- Objective
Count the lines in the data below that contain the word "every", matching case exactly, and reply with only the number.

- Records shown
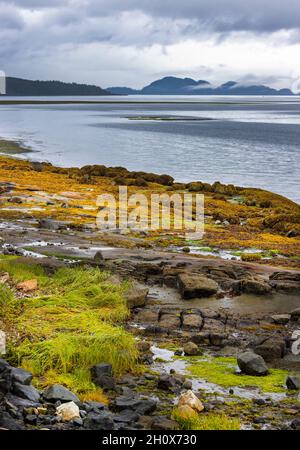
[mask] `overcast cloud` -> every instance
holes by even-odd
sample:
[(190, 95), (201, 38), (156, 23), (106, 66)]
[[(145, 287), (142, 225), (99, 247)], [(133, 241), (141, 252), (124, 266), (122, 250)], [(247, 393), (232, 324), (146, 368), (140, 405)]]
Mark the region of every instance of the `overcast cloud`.
[(0, 0), (0, 70), (141, 87), (164, 75), (290, 87), (299, 0)]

- Solution to the exercise
2